» Extracto de datos:
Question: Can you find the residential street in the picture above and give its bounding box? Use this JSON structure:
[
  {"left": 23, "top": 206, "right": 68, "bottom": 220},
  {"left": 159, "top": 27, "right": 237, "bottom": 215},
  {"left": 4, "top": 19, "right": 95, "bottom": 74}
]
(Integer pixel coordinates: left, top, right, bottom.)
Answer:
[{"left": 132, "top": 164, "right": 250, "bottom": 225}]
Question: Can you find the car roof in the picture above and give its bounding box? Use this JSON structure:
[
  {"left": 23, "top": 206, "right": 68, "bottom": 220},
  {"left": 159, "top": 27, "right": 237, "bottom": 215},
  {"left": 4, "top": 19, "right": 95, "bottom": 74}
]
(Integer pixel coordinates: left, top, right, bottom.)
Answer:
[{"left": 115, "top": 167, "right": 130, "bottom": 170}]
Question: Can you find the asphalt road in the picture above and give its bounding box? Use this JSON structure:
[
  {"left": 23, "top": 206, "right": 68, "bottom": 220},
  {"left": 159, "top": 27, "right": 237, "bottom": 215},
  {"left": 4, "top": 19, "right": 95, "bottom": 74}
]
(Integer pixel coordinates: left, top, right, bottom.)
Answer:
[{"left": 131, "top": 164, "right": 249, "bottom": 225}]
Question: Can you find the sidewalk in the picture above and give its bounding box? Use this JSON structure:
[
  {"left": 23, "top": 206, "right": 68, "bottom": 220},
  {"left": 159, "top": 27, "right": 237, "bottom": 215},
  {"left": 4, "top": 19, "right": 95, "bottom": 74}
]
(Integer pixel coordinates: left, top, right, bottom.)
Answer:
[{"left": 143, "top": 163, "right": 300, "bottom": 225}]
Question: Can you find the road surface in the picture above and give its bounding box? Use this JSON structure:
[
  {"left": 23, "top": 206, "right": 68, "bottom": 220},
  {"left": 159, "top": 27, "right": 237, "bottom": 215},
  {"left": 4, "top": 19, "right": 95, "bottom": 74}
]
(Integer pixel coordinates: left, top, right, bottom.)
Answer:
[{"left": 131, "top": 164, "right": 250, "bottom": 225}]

» Enunciado:
Convierte todas las filas de arriba en una lista numerada y omite las líneas en blanco.

» Ejercicio resuelto:
1. Question: Can you find the residential street in the picture above and give its bounding box? Use this JSON structure:
2. [
3.   {"left": 23, "top": 206, "right": 68, "bottom": 220},
4.   {"left": 159, "top": 27, "right": 237, "bottom": 215},
5.   {"left": 4, "top": 19, "right": 95, "bottom": 74}
6. ]
7. (Integer pixel coordinates: left, top, right, bottom.)
8. Answer:
9. [{"left": 132, "top": 164, "right": 250, "bottom": 225}]
10. Question: Can you find the car roof in the picture above and give its bounding box? Use this JSON structure:
11. [
12.   {"left": 23, "top": 206, "right": 68, "bottom": 220},
13.   {"left": 159, "top": 27, "right": 237, "bottom": 215},
14.   {"left": 4, "top": 19, "right": 95, "bottom": 74}
15. ]
16. (Integer pixel coordinates: left, top, right, bottom.)
17. Answer:
18. [{"left": 115, "top": 167, "right": 130, "bottom": 170}]
19. Question: Can you find the asphalt road in the picture above and give its bounding box? Use this JSON structure:
20. [
21.   {"left": 23, "top": 206, "right": 68, "bottom": 220},
22.   {"left": 159, "top": 27, "right": 237, "bottom": 215},
23.   {"left": 4, "top": 19, "right": 95, "bottom": 74}
24. ]
25. (Integer pixel coordinates: left, top, right, bottom.)
26. Answer:
27. [{"left": 131, "top": 164, "right": 249, "bottom": 225}]
28. Question: Can you find the sidewalk in the picture above and give its bounding box? Use this JSON structure:
29. [
30.   {"left": 23, "top": 206, "right": 68, "bottom": 220},
31.   {"left": 159, "top": 27, "right": 237, "bottom": 215},
32.   {"left": 4, "top": 19, "right": 95, "bottom": 74}
33. ]
34. (Integer pixel coordinates: left, top, right, bottom.)
35. Answer:
36. [{"left": 143, "top": 163, "right": 300, "bottom": 225}]
37. Question: Can you find the road surface in the picture above and give its bounding box? Use this JSON structure:
38. [
39.   {"left": 23, "top": 206, "right": 68, "bottom": 220},
40.   {"left": 159, "top": 27, "right": 237, "bottom": 215},
41.   {"left": 4, "top": 19, "right": 95, "bottom": 74}
42. ]
43. (Integer pixel coordinates: left, top, right, bottom.)
44. Answer:
45. [{"left": 131, "top": 164, "right": 250, "bottom": 225}]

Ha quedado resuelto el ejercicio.